## Exercise 1
In the debate excerpt, by what name was Mr. Lloyd known throughout the west of England?
## Exercise 2
Transcribe part of the debate excerpt word for word, starting at the words "The Solicitor General" and ending after "in the borough.".
## Exercise 3
Name every borough mentioned in the debate excerpt.

---------- Supplied text

The motion for the attendance of the witnesses was agreed to.

On the 16th and 17th of March, the House took the complaint into consideration and several witnesses were examined. Mr. Luttrell concluded his evidence with reading the following declaration, dated in November last, written and signed by Mr. Medlycott; "Unprepared as I was, without even a promise of support from you. In this critical situation an offer was afterwards made to me of an assignment of Mr. W's -'s borough-property, on condition of my supporting a double recommendation of their's. To this proposal, my necessity and not my will consented." Mr. Luttrell concluded with saying, that he had proved, he hoped to the demonstration of the House, that a person, acting as the agent of lord North, had been guilty of corrupt practices in the borough of Milborne Port; a circumstance, which if it was not done with the noble lord's privity and consent, he would thank him for making public, that the same gentleman might not go with such pretences to the different boroughs of this country. In all the west of England he was distinguished by the appellation of lord North's Lloyd. He had been guilty of similar abuses at Ilchester, and several other boroughs. He was tenant to lord North; recruiting officer; lived with him in habits of intimacy, and had been his generally acknowledged agent.

Lord North defended himself against the charge by saying that no part of it had been proved. Instead of having adduced evidence to prove that either he or his agents had been guilty of the corrupt practices, the hon. gentleman had concluded this accusation with saying barely, that persons pretending to be his agents had committed them. Mr. Lloyd was never his agent. True, he was his tenant, and he paid him a valuable consideration for the lands which he farmed. He had raised some recruits for one of his sons, but he had done this not from any lucrative motives, but from friendship. True, he had visited Mr. Lloyd, because he was accustomed in the summer time to go into the country to settle his accounts and arrange his affairs, and Mr. Lloyd rented his house which was in the midst of his

tenants. But all this did not amount to an agency; he had given Mr. Lloyd no commission to purchase any interest in Milborne Port, and he was totally innocent of the charge. His lordship then withdrew.

Mr. Luttrell moved, "That it appears to this House, that there have been divers undue and corrupt practices respecting the election of members to serve in parliament for the borough of Milborne Port, in the county of Somerset, at the approaching general election."

The Solicitor General moved, as an amendment to this, the following words to be added, "committed by the right hon. lord North, first lord commissioner of his Majesty's treasury, or others acting as his agents in this transaction." This amendment he said he moved, because the other did not either acquit or condemn the object of the charge.

The House were generally of opinion that the amendment ought to be admitted, and that though there was not legal proof of lord North's guilt, yet it was apparent that there had been undue and corrupt practices committed in the borough.

Mr. Fox hoped the House would not in their decision on this question forget the justice that was due to the borough. It was a crime infinitely greater in gentlemen to commit such shameful transactions, than for boroughs, oppressed with poverty, like Shoreham, to make bribery the means of their existence. He hoped the House would take it up, and proceed upon it in a proper manner.

The question, with the Amendment, was negatived.

Col. Holroyd moved, "That the said charge brought against the right hon. lord North is ill founded and injurious."

--------------------
---------- Available data

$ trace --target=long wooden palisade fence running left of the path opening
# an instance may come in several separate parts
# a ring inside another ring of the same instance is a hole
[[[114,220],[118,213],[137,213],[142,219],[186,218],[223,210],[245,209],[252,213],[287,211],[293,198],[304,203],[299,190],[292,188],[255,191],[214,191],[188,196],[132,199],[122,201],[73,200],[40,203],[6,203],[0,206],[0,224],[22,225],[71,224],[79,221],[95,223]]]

--------------------

## Answer 1
He was known as "lord North's Lloyd."

## Answer 2
The Solicitor General moved, as an amendment to this, the following words to be added, "committed by the right hon. lord North, first lord commissioner of his Majesty's treasury, or others acting as his agents in this transaction." This amendment he said he moved, because the other did not either acquit or condemn the object of the charge.

The House were generally of opinion that the amendment ought to be admitted, and that though there was not legal proof of lord North's guilt, yet it was apparent that there had been undue and corrupt practices committed in the borough.

## Answer 3
Milborne Port, Ilchester, Shoreham